Start of Page excerpt

In various pieces over the last few years, I have hacked at the pillars of one of the untouchable golden calves on the conservative side of politics; capitalism. To some conservatives, there is only capitalism and communism and this is akin to saying good and evil, freedom and slavery, respectively.

I remember one person telling me it was not possible for there to be other economic systems. This was remarkably funny because though I am not an expert on economic systems throughout history, I know that the economic system in the Old Testament is neither capitalist nor communist, and there are many other examples of different systems throughout various periods of history.

So to say there are only two choices is a false binary, one of the many false binaries people fall for in our modern world.

But the essential problem with capitalism comes down to this one issue: you cannot allow completely private and free markets and free trade to take over your society, because if you do, nothing will be held sacred and everything will become monetized and will become a commodity of one kind or another for trade. Mammon is a great evil, and it should not be the basis of your society or the master. Rather money should be a servant of what is good.

Anyone who ponders the effect that abundant and poorly regulated trade is having on nations today can see that the benefits of capitalism are now being thoroughly overshadowed by the downsides. I covered this in some detail in one of my most-read pieces, The Devil Corrupts With Free Trade, where I highlighted how the Bible already warned what will happen if we unleash Mammon on our nations.

I don’t even really propose rejecting the system outright, I simply believe putting in some checks, like regular debt wipes and resets in the Biblical sense of a Jubilee (not the WEF subverted version), would create release valves for when things get too unbalanced. But what is remarkable is how great thinkers throughout history have come to similar conclusions on the downsides of capitalism.

For instance, G. K. Chesterton noted: “Too much capitalism does not mean too many capitalists, but too few capitalists;”*

He has a way of making the most piercing points on any issue, doesn’t he?

End of Page excerpt
Start of Entries

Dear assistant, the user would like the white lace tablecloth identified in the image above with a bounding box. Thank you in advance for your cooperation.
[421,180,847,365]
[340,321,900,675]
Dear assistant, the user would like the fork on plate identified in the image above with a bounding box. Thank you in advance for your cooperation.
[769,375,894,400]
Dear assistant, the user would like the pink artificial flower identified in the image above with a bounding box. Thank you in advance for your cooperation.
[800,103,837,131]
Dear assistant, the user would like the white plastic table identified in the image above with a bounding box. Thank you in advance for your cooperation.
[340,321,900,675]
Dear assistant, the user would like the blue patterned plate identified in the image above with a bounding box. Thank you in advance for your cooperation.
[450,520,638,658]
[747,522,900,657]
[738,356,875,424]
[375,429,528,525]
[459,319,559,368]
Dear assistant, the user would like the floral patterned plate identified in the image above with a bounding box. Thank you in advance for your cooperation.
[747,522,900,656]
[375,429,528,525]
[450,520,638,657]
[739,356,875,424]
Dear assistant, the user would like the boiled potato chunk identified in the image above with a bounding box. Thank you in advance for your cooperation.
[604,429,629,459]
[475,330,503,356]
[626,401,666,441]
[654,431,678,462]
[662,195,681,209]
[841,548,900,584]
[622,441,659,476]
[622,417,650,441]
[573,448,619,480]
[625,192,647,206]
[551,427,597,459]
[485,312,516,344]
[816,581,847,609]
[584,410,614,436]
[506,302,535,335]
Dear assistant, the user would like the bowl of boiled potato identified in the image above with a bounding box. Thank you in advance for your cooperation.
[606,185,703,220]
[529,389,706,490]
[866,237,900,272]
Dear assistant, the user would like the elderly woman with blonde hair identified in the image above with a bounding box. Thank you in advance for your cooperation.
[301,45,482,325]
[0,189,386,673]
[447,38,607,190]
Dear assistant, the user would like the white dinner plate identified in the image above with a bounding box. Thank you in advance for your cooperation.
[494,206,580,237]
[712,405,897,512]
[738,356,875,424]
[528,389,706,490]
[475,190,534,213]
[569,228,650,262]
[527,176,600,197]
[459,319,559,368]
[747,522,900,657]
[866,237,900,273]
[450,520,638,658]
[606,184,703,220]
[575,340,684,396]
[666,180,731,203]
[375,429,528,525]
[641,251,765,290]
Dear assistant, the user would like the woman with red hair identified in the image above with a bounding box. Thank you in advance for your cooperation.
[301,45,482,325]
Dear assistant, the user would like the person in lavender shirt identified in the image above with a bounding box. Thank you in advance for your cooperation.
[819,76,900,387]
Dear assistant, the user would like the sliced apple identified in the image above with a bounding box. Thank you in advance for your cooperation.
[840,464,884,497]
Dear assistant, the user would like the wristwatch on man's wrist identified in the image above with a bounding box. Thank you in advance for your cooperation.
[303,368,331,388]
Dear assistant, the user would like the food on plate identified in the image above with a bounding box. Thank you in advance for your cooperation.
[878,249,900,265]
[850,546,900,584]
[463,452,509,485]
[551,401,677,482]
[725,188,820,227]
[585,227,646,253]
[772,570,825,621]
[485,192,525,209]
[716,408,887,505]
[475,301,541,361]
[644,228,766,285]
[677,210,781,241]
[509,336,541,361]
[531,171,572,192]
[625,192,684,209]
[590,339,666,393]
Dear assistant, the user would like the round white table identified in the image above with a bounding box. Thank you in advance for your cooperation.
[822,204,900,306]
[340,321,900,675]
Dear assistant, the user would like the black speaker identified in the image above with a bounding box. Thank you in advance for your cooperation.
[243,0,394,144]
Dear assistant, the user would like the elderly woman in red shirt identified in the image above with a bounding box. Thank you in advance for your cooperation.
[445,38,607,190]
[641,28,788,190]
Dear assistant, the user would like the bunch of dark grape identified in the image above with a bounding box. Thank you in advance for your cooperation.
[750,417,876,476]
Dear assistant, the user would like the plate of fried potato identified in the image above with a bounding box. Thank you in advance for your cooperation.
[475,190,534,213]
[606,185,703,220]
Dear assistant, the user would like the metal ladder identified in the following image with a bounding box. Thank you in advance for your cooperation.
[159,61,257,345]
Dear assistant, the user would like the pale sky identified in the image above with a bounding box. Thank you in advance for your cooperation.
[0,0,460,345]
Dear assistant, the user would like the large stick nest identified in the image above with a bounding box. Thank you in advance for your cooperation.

End of Entries

_Instructions for the task:_
Write out the stretch from "In various pieces" through "periods of history." in the capitalism piece again, substituting "socialism" for every "communism".

_Problem solution:_
In various pieces over the last few years, I have hacked at the pillars of one of the untouchable golden calves on the conservative side of politics; capitalism. To some conservatives, there is only capitalism and socialism and this is akin to saying good and evil, freedom and slavery, respectively.

I remember one person telling me it was not possible for there to be other economic systems. This was remarkably funny because though I am not an expert on economic systems throughout history, I know that the economic system in the Old Testament is neither capitalist nor communist, and there are many other examples of different systems throughout various periods of history.